* [Passage provided]:
— BEGIN —

A jubilant crowd gathered in stifling heat Friday for a giant open-air mass by Pope Leo XIV at a stadium in Cameroon’s economic capital Douala, the biggest event of a visit marked by his calls for peace and spat with US President Donald Trump.
More than 120,000 people attended the celebration, the Vatican said, citing local authorities, with some travelling long distances or arriving the previous night for a chance to see the leader of the world’s 1.4 billion Catholics.
Waving “branches of peace” and Vatican flags, to lively choral music punctuated by percussion, the joyful crowd chanted “Long live the pope!” as Leo arrived in a popemobile at the esplanade outside the Japoma Stadium.
“It’s the achievement of a Christian lifetime. When I was little, I thought you couldn’t see the pope with your own two eyes,” Marguerite Tedga, 72, said after waiting all night with friends from her parish.

— END —

* [Work to complete]:
1. Could you return the part of the passage on the papal mass in Douala from "More than 120,000" to "1.4 billion Catholics.", copied word for word?
2. How would you carry the report on Pope Leo XIV's mass in Douala further, picking up after its final sentence?

* [Recorded data]:
— BEGIN —

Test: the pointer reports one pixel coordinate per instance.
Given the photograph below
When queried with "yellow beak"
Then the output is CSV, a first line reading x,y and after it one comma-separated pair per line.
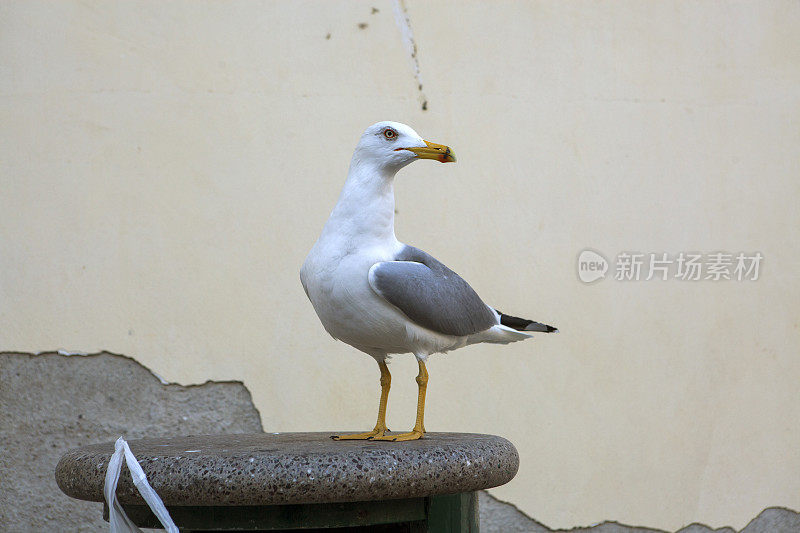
x,y
439,152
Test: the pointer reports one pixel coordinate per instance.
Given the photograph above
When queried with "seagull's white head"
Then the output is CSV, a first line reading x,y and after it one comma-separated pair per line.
x,y
392,145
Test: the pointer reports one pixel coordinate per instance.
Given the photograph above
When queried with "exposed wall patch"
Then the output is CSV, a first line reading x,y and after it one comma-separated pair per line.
x,y
404,24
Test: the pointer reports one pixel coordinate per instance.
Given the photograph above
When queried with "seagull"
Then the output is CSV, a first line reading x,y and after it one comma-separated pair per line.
x,y
384,297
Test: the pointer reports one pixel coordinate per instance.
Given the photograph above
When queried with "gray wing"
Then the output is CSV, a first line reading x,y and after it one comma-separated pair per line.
x,y
431,294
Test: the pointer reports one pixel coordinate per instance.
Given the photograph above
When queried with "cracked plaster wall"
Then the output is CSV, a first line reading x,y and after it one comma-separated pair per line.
x,y
165,167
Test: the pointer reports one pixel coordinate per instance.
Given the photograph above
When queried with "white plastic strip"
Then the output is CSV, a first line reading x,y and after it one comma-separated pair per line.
x,y
118,520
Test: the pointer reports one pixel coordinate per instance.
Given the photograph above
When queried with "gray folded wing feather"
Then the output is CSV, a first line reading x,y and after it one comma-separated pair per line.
x,y
431,294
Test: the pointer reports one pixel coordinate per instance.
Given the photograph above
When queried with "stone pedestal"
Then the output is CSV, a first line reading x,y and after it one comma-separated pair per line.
x,y
302,480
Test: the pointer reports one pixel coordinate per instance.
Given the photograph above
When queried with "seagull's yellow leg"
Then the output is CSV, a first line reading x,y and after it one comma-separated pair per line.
x,y
380,426
419,427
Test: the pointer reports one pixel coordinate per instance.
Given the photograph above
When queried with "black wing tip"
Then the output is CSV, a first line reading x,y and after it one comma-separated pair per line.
x,y
523,324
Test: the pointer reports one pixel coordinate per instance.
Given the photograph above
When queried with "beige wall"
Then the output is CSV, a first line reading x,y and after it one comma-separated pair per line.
x,y
164,168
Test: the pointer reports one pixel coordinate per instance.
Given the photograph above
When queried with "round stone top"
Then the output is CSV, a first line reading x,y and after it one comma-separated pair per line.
x,y
294,468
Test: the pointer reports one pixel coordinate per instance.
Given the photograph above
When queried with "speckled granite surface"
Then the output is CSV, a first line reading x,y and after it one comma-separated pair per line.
x,y
264,469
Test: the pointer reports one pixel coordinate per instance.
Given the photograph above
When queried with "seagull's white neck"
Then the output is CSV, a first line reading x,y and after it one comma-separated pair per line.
x,y
365,210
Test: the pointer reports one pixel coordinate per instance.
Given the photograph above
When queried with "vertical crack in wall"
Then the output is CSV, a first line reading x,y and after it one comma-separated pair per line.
x,y
404,24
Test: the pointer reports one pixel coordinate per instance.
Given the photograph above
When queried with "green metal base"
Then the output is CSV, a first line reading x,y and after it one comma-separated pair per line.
x,y
450,513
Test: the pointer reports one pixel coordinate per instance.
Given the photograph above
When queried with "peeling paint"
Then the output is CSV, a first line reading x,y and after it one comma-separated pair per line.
x,y
403,21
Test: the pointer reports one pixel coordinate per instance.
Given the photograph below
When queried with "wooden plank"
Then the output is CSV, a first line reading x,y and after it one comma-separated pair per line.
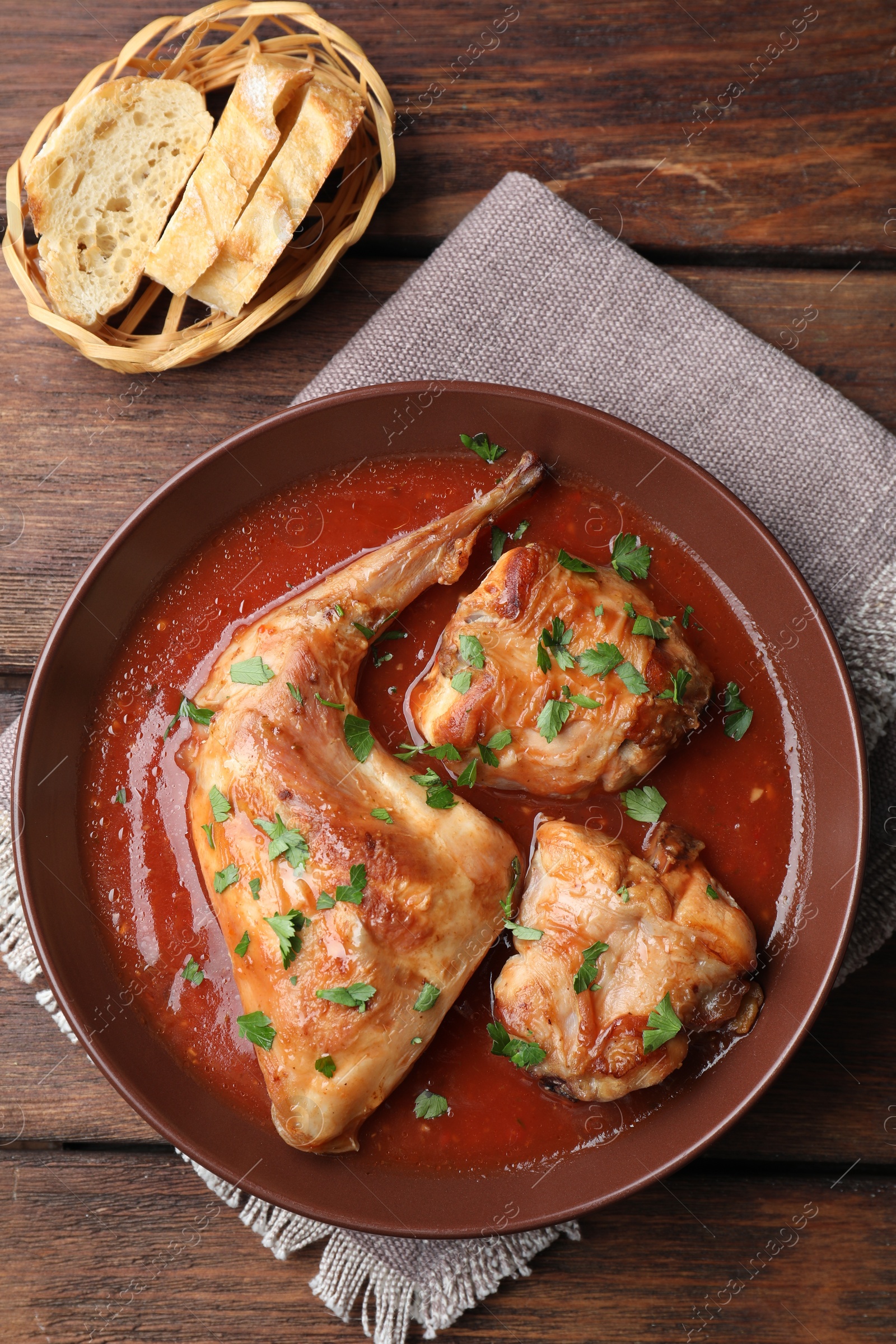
x,y
117,1248
833,1103
629,108
89,445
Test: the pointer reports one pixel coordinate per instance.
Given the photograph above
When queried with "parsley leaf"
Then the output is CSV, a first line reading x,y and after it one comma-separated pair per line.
x,y
553,718
577,566
738,717
251,671
480,444
644,804
359,737
437,794
601,660
349,996
187,710
632,679
287,929
647,626
430,1105
631,559
679,684
193,973
220,804
258,1029
331,704
662,1025
472,651
520,1053
282,841
426,998
226,878
587,972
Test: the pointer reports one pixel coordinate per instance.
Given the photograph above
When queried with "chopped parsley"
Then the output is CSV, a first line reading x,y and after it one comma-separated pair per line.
x,y
587,972
187,710
644,804
193,973
359,737
354,893
507,906
679,684
662,1025
258,1029
553,717
226,878
331,704
430,1105
287,929
629,558
520,1053
600,660
632,679
472,651
554,642
251,671
497,743
282,841
571,562
349,996
483,447
738,717
426,998
220,804
647,626
437,792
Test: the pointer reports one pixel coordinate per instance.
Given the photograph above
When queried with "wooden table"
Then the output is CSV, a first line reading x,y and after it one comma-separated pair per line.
x,y
769,202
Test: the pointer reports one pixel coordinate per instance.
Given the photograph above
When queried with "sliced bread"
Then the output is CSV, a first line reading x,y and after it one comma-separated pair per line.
x,y
102,187
245,139
323,124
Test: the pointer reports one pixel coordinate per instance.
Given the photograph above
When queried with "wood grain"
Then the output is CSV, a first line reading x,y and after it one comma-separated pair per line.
x,y
128,1257
92,445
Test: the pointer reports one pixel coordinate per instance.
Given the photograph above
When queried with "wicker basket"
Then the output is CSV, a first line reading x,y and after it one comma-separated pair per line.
x,y
209,49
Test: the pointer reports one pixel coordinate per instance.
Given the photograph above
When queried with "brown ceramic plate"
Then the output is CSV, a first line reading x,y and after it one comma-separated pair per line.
x,y
343,429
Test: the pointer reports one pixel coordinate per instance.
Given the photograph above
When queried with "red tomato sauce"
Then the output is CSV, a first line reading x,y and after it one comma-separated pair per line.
x,y
740,797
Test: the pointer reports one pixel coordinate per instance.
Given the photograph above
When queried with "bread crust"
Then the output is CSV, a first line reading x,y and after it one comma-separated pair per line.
x,y
324,120
244,142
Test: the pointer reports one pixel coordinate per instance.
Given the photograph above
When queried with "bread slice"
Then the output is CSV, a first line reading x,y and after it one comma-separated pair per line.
x,y
102,187
245,139
324,123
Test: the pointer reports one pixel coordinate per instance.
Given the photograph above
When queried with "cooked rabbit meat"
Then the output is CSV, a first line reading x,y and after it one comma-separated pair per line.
x,y
638,720
669,929
311,889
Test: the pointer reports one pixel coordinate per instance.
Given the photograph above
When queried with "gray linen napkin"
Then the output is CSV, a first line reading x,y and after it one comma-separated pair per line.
x,y
528,292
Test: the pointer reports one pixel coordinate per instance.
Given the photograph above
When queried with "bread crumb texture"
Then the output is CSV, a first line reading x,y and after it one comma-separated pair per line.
x,y
104,185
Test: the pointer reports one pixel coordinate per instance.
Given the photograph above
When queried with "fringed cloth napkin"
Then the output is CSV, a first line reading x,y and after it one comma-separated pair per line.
x,y
530,292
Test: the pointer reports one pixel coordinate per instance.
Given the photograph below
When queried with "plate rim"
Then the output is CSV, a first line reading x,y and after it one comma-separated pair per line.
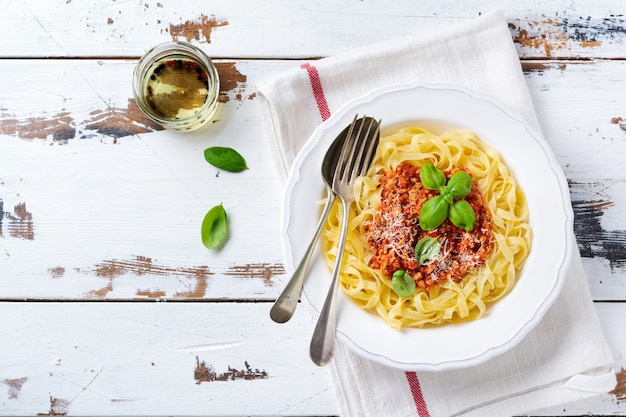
x,y
551,296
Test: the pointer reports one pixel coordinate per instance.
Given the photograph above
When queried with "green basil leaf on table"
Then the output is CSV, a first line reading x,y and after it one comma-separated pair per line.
x,y
225,158
462,215
434,212
426,249
402,283
214,229
460,184
432,177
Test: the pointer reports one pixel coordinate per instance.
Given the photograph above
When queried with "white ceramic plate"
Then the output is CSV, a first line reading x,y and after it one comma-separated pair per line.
x,y
528,156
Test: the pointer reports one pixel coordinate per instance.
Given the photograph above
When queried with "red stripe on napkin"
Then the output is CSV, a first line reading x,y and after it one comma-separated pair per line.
x,y
318,91
416,391
322,106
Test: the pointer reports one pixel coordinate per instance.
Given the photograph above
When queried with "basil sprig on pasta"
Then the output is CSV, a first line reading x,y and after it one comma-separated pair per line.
x,y
443,206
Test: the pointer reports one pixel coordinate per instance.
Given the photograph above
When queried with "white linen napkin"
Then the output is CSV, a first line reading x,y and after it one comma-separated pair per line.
x,y
565,357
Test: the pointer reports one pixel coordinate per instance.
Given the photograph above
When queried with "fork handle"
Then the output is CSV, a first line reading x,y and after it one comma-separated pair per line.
x,y
323,340
286,303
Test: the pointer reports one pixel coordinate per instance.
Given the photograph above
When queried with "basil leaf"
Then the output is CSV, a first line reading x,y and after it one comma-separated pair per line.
x,y
227,159
214,228
460,184
426,249
462,215
433,213
432,177
402,283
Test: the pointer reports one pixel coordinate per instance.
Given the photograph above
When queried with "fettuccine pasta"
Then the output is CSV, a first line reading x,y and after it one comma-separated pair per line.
x,y
450,300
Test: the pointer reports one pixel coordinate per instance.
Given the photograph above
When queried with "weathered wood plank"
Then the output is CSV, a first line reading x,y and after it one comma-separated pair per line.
x,y
291,29
157,359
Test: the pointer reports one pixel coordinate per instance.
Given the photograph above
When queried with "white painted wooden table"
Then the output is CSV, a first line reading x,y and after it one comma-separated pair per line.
x,y
109,303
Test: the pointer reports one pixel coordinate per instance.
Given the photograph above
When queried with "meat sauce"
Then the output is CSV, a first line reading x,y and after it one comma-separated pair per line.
x,y
394,231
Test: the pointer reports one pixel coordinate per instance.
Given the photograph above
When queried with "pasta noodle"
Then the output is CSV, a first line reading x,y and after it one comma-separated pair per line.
x,y
450,300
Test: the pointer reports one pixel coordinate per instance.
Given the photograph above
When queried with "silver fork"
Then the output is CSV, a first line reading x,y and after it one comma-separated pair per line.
x,y
355,159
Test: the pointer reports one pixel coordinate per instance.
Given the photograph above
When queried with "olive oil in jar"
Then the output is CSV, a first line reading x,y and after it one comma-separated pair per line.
x,y
176,85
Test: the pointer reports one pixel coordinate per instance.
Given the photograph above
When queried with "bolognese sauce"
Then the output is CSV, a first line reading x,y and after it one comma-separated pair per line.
x,y
394,231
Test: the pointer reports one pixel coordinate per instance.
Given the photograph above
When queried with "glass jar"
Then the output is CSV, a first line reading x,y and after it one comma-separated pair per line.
x,y
176,85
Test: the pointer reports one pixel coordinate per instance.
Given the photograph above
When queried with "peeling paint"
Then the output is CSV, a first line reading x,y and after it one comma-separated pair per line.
x,y
199,29
56,272
206,373
15,386
261,270
620,122
540,67
151,294
620,389
563,32
19,223
593,240
230,80
58,407
59,127
141,266
119,123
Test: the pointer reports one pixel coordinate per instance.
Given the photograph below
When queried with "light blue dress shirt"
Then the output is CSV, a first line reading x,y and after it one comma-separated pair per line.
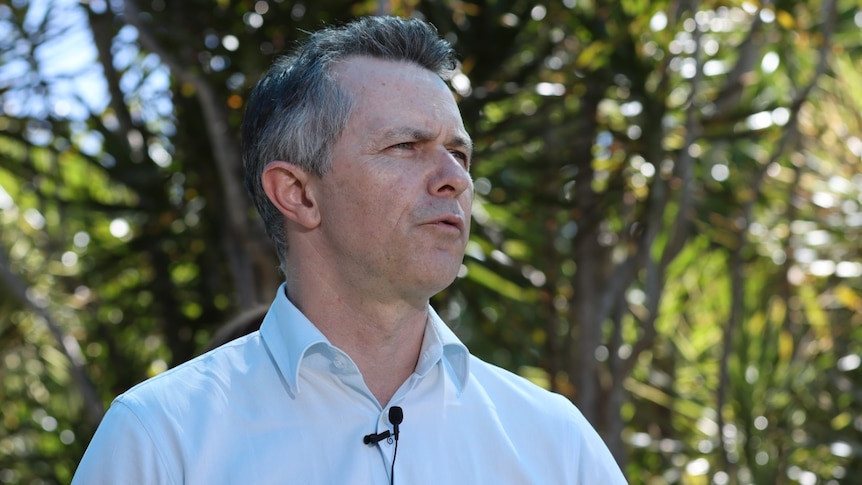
x,y
283,406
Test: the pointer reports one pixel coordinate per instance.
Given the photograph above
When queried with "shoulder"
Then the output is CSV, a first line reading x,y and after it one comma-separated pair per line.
x,y
526,408
506,384
207,377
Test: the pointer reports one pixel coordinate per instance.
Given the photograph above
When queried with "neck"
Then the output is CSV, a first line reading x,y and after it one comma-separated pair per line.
x,y
383,338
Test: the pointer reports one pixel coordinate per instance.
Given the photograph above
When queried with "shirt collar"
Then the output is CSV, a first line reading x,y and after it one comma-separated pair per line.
x,y
289,335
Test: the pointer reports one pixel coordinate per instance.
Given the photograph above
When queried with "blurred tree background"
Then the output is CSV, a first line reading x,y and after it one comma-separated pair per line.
x,y
667,219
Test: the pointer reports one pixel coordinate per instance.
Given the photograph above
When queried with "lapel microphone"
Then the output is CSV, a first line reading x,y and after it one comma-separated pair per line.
x,y
396,416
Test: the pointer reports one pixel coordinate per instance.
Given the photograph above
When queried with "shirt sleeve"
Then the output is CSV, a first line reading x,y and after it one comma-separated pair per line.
x,y
122,452
595,463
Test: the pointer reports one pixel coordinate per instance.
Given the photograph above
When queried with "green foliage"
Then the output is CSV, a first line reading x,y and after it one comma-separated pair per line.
x,y
668,208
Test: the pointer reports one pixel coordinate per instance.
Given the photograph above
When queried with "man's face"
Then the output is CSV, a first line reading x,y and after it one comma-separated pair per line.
x,y
395,204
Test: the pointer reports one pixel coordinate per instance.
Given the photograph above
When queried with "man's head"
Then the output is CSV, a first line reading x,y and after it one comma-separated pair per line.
x,y
298,109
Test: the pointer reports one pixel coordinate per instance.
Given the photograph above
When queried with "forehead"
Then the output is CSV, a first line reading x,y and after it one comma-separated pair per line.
x,y
393,91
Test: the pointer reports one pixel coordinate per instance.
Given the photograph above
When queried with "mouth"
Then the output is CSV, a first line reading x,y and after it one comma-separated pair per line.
x,y
449,221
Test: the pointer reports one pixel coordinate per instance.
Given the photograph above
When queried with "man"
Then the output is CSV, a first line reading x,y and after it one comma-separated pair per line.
x,y
357,158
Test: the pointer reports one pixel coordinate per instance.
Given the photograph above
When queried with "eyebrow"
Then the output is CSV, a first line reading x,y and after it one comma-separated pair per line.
x,y
418,134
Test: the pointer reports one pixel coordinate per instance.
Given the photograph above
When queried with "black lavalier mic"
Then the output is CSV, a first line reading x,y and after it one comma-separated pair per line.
x,y
396,416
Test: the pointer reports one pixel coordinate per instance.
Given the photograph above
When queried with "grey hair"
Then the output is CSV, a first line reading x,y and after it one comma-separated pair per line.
x,y
297,110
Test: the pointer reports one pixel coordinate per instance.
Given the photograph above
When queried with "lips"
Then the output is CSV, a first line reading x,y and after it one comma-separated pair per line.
x,y
450,220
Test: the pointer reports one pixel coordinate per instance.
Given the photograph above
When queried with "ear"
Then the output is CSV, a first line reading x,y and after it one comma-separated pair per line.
x,y
287,186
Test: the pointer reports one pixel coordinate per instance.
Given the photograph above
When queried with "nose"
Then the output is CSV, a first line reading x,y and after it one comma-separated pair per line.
x,y
450,178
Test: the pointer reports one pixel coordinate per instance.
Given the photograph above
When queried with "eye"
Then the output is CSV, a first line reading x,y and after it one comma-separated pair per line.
x,y
463,157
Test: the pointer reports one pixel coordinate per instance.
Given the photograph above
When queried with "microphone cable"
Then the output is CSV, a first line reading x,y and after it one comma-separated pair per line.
x,y
396,416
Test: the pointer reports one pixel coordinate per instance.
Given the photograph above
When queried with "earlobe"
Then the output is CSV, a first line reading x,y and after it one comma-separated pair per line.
x,y
287,186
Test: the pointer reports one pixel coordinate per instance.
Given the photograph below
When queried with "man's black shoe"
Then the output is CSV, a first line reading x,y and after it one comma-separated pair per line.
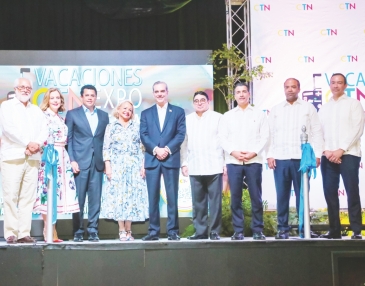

— END —

* [Exercise answers]:
1.
More than 120,000 people attended the celebration, the Vatican said, citing local authorities, with some travelling long distances or arriving the previous night for a chance to see the leader of the world’s 1.4 billion Catholics.

2.
The pope’s landmark 11-day tour of Africa has seen him abandon his previous restraint to deliver impassioned pleas for world peace — and tussle with fellow American Trump, after the US president lashed out at him for calling for an end to the war in the Middle East.
“The world is being ravaged by a handful of tyrants,” Leo said Thursday in a solemn speech in the city of Bamenda in northwestern Cameroon, the epicentre of a nearly decade-long separatist insurgency that has killed thousands of people.
Trump later said the pope could say what he liked, but needed to understand the realities of a “nasty world”.
Far from the Trump broadsides, Leo has been greeted by adoring, singing-and-dancing crowds wherever he goes in Cameroon.
“Having seen the Pope gives me a feeling of deliverance. I was deeply moved by his message, and what I remember most is his call for sharing,” Edith Fifi, a 25-year-old beautician, said.
But some Cameroonian Catholics had feared that Leo’s visit could help President Paul Biya, who has ruled with an iron fist since 1982, burnish his image.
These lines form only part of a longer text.